What you should do
Arrange every line of the data below as a numbered list, leaving out blank lines and omitting the pictures from the answer.

Entries supplied
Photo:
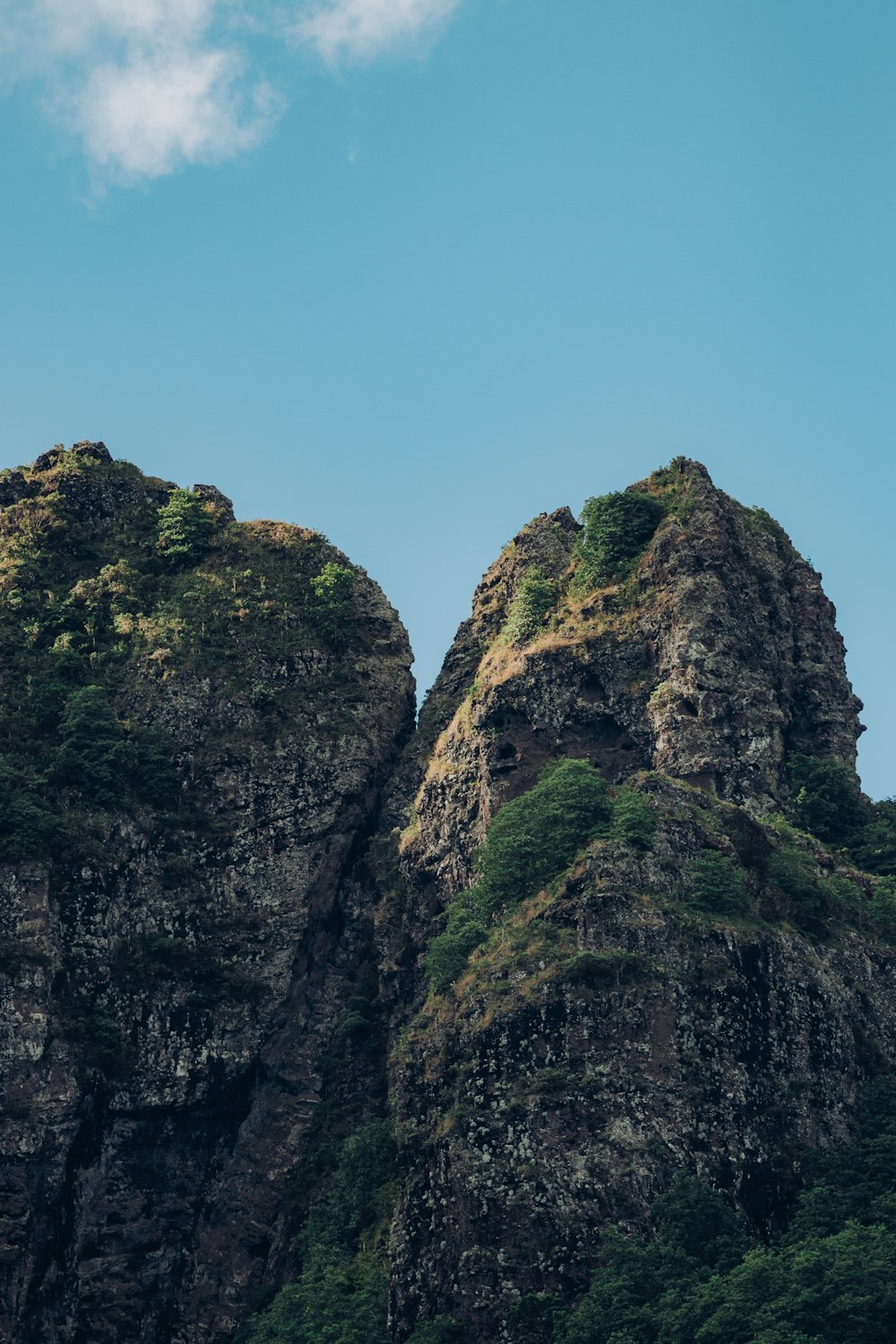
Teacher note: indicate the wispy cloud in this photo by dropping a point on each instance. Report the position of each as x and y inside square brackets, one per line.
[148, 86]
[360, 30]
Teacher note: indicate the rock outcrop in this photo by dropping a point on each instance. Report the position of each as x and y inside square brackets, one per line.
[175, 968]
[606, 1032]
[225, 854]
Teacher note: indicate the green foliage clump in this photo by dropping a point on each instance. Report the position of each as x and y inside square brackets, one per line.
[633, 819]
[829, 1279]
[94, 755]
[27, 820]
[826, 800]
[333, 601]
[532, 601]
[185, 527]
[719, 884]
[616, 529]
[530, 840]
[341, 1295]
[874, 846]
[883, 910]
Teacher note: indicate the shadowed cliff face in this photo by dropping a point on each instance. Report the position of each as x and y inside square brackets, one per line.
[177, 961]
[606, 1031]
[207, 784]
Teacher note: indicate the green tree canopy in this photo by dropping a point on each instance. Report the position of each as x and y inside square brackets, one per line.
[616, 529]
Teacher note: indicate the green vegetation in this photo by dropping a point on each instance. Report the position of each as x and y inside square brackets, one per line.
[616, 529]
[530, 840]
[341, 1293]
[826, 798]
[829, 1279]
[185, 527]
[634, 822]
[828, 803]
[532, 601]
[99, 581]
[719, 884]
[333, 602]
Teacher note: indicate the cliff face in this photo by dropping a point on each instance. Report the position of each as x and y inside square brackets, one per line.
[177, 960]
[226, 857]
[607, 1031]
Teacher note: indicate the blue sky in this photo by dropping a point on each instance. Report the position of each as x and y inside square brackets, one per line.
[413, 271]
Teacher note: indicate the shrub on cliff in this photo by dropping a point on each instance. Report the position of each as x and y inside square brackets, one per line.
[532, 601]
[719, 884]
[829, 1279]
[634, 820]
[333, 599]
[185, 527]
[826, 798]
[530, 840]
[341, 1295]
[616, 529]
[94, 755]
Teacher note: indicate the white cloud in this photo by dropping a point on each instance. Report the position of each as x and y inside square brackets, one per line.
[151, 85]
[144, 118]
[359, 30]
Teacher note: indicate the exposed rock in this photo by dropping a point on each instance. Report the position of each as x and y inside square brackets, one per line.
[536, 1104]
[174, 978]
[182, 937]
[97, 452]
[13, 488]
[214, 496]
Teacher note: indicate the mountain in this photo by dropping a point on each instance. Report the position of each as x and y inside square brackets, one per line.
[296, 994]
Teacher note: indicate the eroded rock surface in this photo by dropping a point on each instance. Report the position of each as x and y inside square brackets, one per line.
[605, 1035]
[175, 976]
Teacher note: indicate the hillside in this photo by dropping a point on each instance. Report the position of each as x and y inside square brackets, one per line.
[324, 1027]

Correct output
1. Photo:
2. Teacher note: indicate the wispy cloud in this photo by dropping a point on each instance. Report the position of each as x and y inside square brackets, one per line.
3. [148, 86]
4. [360, 30]
5. Teacher note: indicate the rock outcrop in this photo by dropping a point on each instance. Report the position of each as x and y inside square brackets, one per line.
6. [175, 968]
7. [606, 1032]
8. [225, 854]
9. Teacher note: indicate the green foliage clump in this photo by dropping a point on each instance. Report the position of each as x and y inside square brackets, one per line.
10. [633, 819]
11. [829, 1279]
12. [94, 755]
13. [27, 820]
14. [826, 800]
15. [333, 601]
16. [532, 601]
17. [185, 527]
18. [719, 884]
19. [616, 529]
20. [530, 840]
21. [341, 1295]
22. [874, 846]
23. [883, 910]
24. Teacher note: indicate the shadowed cliff face in this photo by dropping a point on each instance. Report the position of each as x and y inside square brackets, one per line.
25. [177, 961]
26. [606, 1031]
27. [207, 784]
28. Teacher note: indicate the green tree canopy in this photo by dropping a point on each instance. Report the position of each as x and y inside square brackets, one per line.
29. [616, 529]
30. Teacher note: indicate the green vegetation in this photo by dropping a point on each instance. Report the position of each as x and y inside square brackets, one per line.
31. [616, 529]
32. [530, 840]
33. [341, 1293]
34. [826, 798]
35. [829, 1279]
36. [185, 527]
37. [634, 822]
38. [828, 803]
39. [532, 601]
40. [99, 581]
41. [719, 884]
42. [333, 602]
43. Teacher note: indicate the cliff face in this photo by dropping a point on each instance. Report the position of each as x and y inside square brackets, one per line.
44. [177, 960]
45. [226, 857]
46. [607, 1031]
47. Teacher note: indicate the blue sky in this photo by dropping a point on each instance. Report the position of each as x and y inside square brackets, one per line.
48. [413, 271]
49. Teacher note: indicate the shrub on cliff in this photo by dropping a point on each instance. Report the position of each as x and y inside square brackets, one per line.
50. [532, 601]
51. [719, 884]
52. [829, 1279]
53. [634, 820]
54. [333, 599]
55. [185, 527]
56. [826, 798]
57. [530, 840]
58. [341, 1295]
59. [616, 529]
60. [94, 755]
61. Teacher note: indicate the white cloud in this photo by dropping a point on each instance. Report the position of each as x and y inside square brackets, one per line.
62. [151, 85]
63. [144, 118]
64. [359, 30]
65. Teacher note: indicate the exposed rock in this photo by dropping a point on each instance. Report the position of each as x and y inside square brackets, one per line.
66. [536, 1104]
67. [174, 978]
68. [182, 937]
69. [97, 452]
70. [13, 488]
71. [214, 496]
72. Teacher note: indicate the mountain in this photo by dropping a point on each instance. Report the position of each as x and y inside square brackets, one per line.
73. [296, 994]
74. Teacher note: indicate the eroded rock surface in this photo by dropping a point on each instance. Report the position of each as x and y inside square brackets, one per line.
75. [605, 1035]
76. [175, 976]
77. Teacher note: indicate the hillside in this photo by dropping a point on each instance. Report the position of each as x and y inside square brackets, one per line.
78. [324, 1027]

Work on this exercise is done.